WORK INSTRUCTIONS:
The data follows this line. Copy verbatim the line with "Note: mark the arched doorway" and each line after it to the end.

##### RECORDS FOR THIS TASK #####

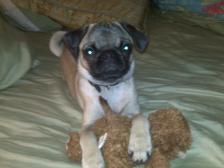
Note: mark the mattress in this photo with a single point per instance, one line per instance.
(182, 68)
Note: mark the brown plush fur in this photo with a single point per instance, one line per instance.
(170, 135)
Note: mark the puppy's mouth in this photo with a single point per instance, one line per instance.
(110, 67)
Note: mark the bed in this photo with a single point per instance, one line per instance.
(182, 68)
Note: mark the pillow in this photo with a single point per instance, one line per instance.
(15, 58)
(77, 13)
(213, 8)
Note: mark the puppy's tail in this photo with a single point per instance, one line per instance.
(56, 44)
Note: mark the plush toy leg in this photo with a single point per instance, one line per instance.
(157, 160)
(73, 147)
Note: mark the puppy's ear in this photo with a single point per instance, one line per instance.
(73, 38)
(141, 41)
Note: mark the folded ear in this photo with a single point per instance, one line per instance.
(73, 38)
(141, 41)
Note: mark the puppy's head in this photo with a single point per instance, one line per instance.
(105, 50)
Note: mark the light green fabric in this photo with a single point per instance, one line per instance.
(183, 68)
(15, 58)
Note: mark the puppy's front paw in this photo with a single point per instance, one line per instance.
(93, 160)
(140, 146)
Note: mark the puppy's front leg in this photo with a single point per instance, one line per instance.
(91, 155)
(140, 145)
(92, 110)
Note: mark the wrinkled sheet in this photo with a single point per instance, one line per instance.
(183, 68)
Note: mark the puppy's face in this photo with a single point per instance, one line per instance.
(105, 49)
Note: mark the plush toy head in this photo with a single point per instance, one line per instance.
(170, 136)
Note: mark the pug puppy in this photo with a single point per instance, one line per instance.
(98, 61)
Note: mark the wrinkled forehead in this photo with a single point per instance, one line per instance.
(104, 35)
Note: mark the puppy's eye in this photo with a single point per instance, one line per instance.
(126, 48)
(89, 51)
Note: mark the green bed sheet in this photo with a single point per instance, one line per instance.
(183, 68)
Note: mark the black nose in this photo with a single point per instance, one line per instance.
(111, 61)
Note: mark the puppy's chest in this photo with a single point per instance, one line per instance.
(116, 96)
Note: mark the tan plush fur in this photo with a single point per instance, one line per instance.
(170, 135)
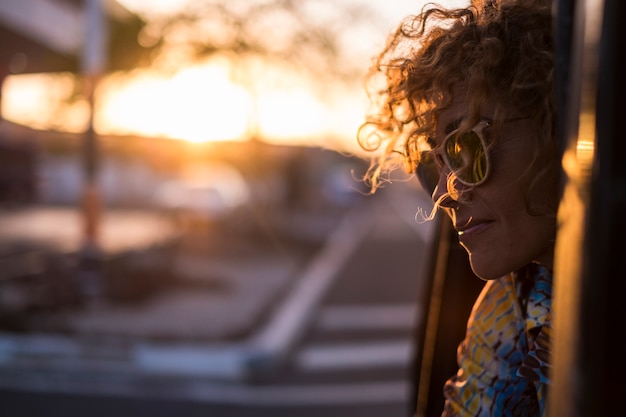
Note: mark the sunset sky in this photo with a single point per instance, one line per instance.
(201, 102)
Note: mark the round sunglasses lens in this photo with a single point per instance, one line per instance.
(467, 157)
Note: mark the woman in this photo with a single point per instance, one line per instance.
(464, 97)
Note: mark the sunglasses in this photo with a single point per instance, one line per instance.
(464, 154)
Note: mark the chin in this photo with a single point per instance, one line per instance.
(487, 272)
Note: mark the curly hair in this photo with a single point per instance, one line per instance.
(495, 49)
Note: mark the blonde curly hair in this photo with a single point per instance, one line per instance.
(498, 49)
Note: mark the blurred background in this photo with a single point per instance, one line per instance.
(183, 225)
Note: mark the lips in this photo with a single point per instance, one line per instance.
(472, 226)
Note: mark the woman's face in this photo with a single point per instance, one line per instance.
(492, 218)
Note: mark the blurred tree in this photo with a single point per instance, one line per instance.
(312, 36)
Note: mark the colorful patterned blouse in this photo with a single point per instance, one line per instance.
(504, 359)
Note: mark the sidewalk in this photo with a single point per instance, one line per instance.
(247, 323)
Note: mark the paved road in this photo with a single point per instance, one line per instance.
(338, 343)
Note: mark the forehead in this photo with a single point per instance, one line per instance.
(459, 110)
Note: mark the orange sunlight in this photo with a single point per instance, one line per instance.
(197, 104)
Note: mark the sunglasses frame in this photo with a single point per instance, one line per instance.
(427, 171)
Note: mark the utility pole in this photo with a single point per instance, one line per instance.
(93, 63)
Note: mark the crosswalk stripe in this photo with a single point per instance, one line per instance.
(381, 317)
(369, 355)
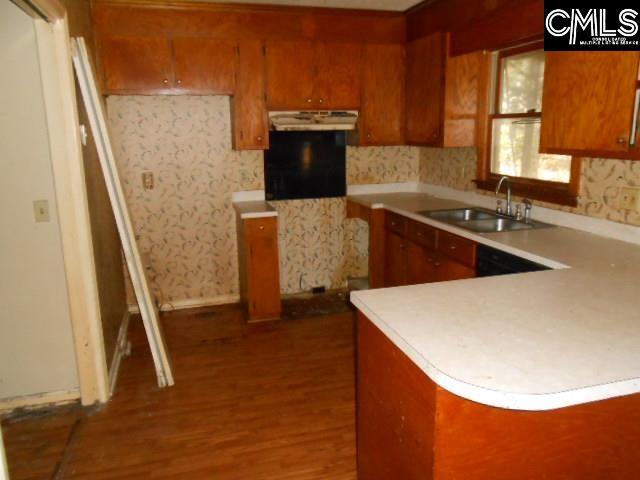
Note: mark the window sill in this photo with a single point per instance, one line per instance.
(552, 192)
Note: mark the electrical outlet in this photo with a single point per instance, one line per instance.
(147, 180)
(41, 211)
(629, 198)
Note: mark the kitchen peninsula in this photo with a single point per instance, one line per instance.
(523, 376)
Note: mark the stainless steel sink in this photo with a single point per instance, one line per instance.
(481, 221)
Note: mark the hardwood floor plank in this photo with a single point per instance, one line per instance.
(270, 401)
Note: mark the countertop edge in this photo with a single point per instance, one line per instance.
(494, 398)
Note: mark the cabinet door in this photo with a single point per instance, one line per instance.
(290, 75)
(382, 111)
(425, 90)
(205, 65)
(337, 83)
(462, 93)
(587, 104)
(448, 269)
(136, 64)
(263, 268)
(250, 122)
(420, 264)
(395, 267)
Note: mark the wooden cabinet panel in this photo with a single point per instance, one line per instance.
(338, 74)
(290, 74)
(421, 264)
(425, 90)
(204, 65)
(136, 64)
(462, 94)
(395, 266)
(588, 102)
(382, 109)
(461, 249)
(250, 122)
(261, 273)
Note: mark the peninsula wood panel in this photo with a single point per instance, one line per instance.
(205, 65)
(338, 75)
(250, 122)
(382, 106)
(290, 67)
(395, 411)
(136, 64)
(588, 102)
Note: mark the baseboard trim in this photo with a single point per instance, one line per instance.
(39, 400)
(193, 303)
(122, 350)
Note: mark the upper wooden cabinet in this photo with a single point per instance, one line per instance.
(588, 102)
(313, 75)
(425, 90)
(136, 64)
(442, 94)
(250, 122)
(204, 65)
(150, 65)
(382, 106)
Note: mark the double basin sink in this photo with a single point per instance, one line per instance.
(481, 221)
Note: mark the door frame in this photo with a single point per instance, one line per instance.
(58, 84)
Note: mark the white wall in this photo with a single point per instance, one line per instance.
(36, 344)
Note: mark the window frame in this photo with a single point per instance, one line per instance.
(544, 190)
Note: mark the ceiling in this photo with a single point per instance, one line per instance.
(391, 5)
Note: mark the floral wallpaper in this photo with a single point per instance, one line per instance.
(599, 187)
(186, 223)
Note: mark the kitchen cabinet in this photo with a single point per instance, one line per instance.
(425, 90)
(382, 105)
(588, 103)
(259, 267)
(160, 65)
(313, 75)
(205, 65)
(443, 93)
(249, 110)
(136, 64)
(418, 253)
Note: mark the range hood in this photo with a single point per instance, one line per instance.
(313, 120)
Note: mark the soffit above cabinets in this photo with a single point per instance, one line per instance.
(390, 5)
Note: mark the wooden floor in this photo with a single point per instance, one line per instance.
(258, 402)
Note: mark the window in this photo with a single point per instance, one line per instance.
(513, 132)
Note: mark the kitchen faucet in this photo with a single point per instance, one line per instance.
(509, 211)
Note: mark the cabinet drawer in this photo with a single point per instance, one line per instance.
(457, 247)
(396, 223)
(422, 234)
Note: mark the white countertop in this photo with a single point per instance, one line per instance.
(531, 341)
(255, 209)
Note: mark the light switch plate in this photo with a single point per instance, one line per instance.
(41, 211)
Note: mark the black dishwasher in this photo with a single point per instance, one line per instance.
(491, 261)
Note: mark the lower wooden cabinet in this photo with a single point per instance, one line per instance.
(417, 253)
(259, 267)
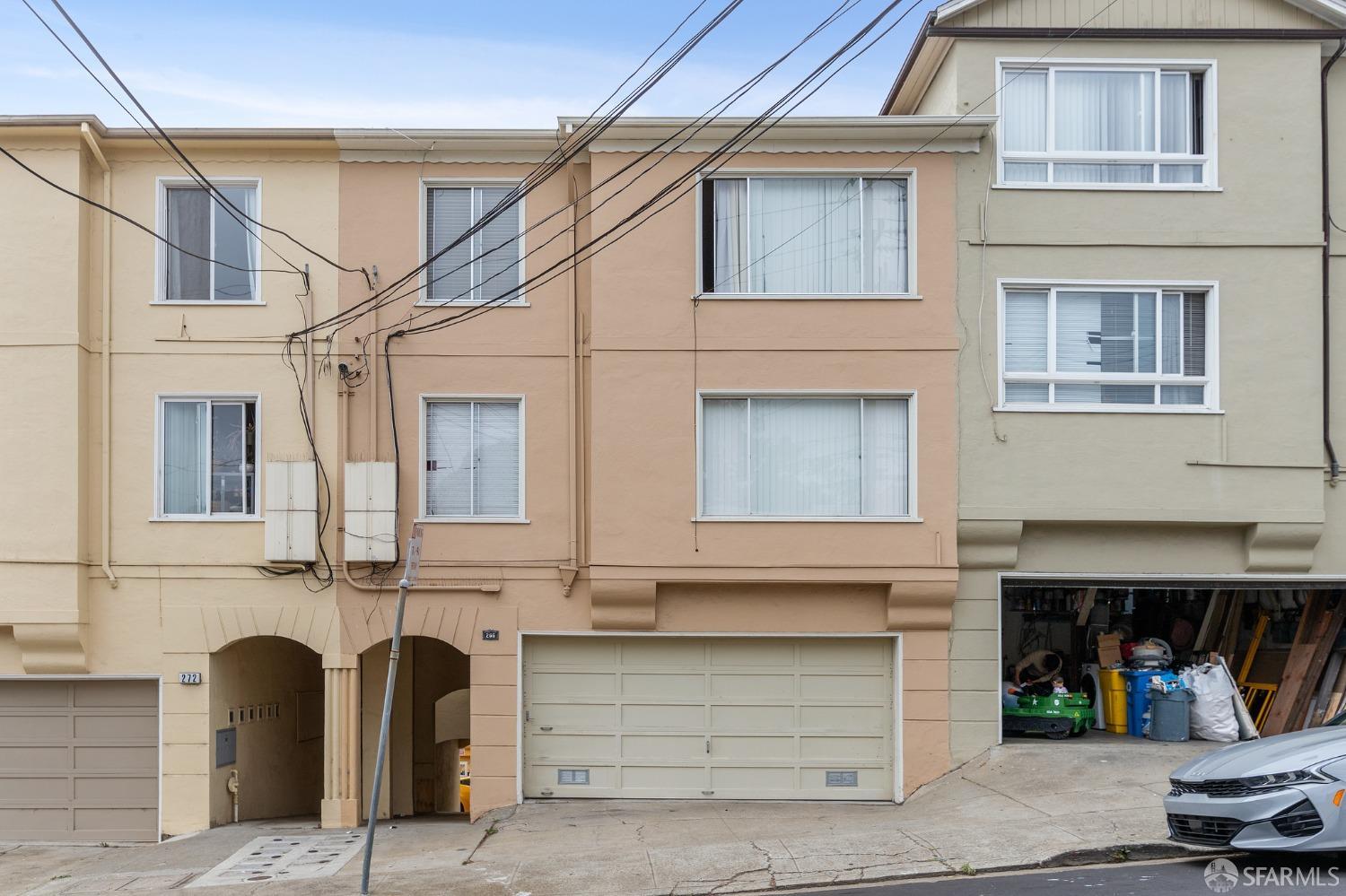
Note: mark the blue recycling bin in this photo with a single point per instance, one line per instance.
(1138, 696)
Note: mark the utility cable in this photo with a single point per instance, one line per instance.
(205, 182)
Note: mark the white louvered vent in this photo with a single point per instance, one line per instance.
(371, 511)
(291, 505)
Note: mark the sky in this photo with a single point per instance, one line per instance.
(447, 64)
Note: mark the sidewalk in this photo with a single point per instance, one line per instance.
(1020, 805)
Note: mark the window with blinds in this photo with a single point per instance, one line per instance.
(207, 457)
(805, 457)
(214, 250)
(487, 266)
(473, 459)
(1114, 349)
(1106, 124)
(805, 236)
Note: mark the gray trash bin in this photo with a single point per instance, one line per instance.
(1170, 715)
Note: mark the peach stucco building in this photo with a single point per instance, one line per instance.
(689, 506)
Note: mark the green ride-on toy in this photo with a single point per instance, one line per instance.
(1057, 716)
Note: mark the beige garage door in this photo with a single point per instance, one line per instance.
(696, 718)
(80, 761)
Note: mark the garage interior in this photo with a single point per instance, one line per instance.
(1281, 642)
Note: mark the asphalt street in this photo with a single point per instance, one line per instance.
(1267, 874)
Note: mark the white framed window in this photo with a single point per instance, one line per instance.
(473, 451)
(807, 234)
(206, 457)
(194, 220)
(486, 268)
(807, 457)
(1114, 124)
(1108, 346)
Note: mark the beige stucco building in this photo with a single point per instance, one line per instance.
(688, 506)
(1198, 225)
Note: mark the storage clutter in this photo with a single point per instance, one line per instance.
(1157, 662)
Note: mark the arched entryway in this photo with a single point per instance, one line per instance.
(267, 726)
(427, 731)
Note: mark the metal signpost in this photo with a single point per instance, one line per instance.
(403, 587)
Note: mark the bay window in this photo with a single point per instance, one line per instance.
(805, 236)
(484, 268)
(1114, 347)
(1106, 124)
(207, 457)
(473, 452)
(807, 457)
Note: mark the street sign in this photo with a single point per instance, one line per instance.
(414, 554)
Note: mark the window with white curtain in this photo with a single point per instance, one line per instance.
(214, 253)
(810, 236)
(486, 266)
(474, 457)
(1114, 347)
(1106, 124)
(207, 457)
(805, 457)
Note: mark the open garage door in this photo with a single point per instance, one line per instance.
(80, 761)
(719, 718)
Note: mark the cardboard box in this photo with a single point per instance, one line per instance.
(1109, 650)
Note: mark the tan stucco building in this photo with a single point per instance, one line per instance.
(688, 506)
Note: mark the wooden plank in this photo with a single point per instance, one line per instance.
(1313, 642)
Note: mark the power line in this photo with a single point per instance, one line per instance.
(129, 220)
(548, 167)
(202, 179)
(659, 151)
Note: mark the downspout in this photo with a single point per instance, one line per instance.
(1333, 465)
(105, 398)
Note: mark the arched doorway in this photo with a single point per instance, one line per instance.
(267, 723)
(420, 775)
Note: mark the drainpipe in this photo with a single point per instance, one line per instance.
(1333, 465)
(105, 398)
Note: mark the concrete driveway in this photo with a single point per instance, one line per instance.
(1026, 804)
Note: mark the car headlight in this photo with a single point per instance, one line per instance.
(1286, 779)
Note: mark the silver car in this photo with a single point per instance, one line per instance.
(1279, 793)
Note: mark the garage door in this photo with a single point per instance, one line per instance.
(721, 718)
(80, 761)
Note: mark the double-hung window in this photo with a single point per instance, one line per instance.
(486, 266)
(1114, 347)
(207, 457)
(474, 457)
(214, 253)
(807, 457)
(807, 236)
(1106, 124)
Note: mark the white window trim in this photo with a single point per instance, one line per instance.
(910, 395)
(521, 517)
(520, 299)
(1209, 287)
(875, 174)
(159, 447)
(162, 249)
(1209, 120)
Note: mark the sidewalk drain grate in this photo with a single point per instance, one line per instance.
(267, 858)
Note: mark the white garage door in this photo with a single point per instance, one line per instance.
(695, 718)
(80, 761)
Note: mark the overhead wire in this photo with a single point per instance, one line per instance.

#####

TASK ANSWER:
Note: mark the arched doorway in this photo with a single point per instance, one line per instance.
(267, 723)
(420, 775)
Note: mark the drainpipe in this photo with a single point per instance, one line per instance.
(1333, 465)
(105, 398)
Note: mark the concrete driveway in this photo with a single point per instance, one line per instance.
(1026, 804)
Note: mark the car headlight in this photo with a single point per instance, one line per instance.
(1286, 779)
Note: mark the silver car in this photo with a single point per instance, one line per instance.
(1279, 793)
Note: mark the garage door in this photo with a single point per instance, one line per instance.
(721, 718)
(80, 761)
Note: mark the double-hung window in this photo with a single point per instance, one line per instance.
(486, 266)
(1114, 347)
(207, 457)
(474, 457)
(214, 253)
(807, 457)
(807, 236)
(1106, 124)
Note: mark the white window trim in this photo with a single point per instance, one line per instance.
(910, 395)
(521, 517)
(520, 299)
(1209, 287)
(875, 174)
(159, 447)
(162, 249)
(1209, 120)
Note: mark the sidewalk drain grate in this photo with a single point per instance, one line per instance.
(267, 858)
Note: mark the white garage door in this photo with a single point per instance, one line per instance.
(695, 718)
(80, 761)
Note: mark the overhead wire in this photo with a single point per instance, one line per instance.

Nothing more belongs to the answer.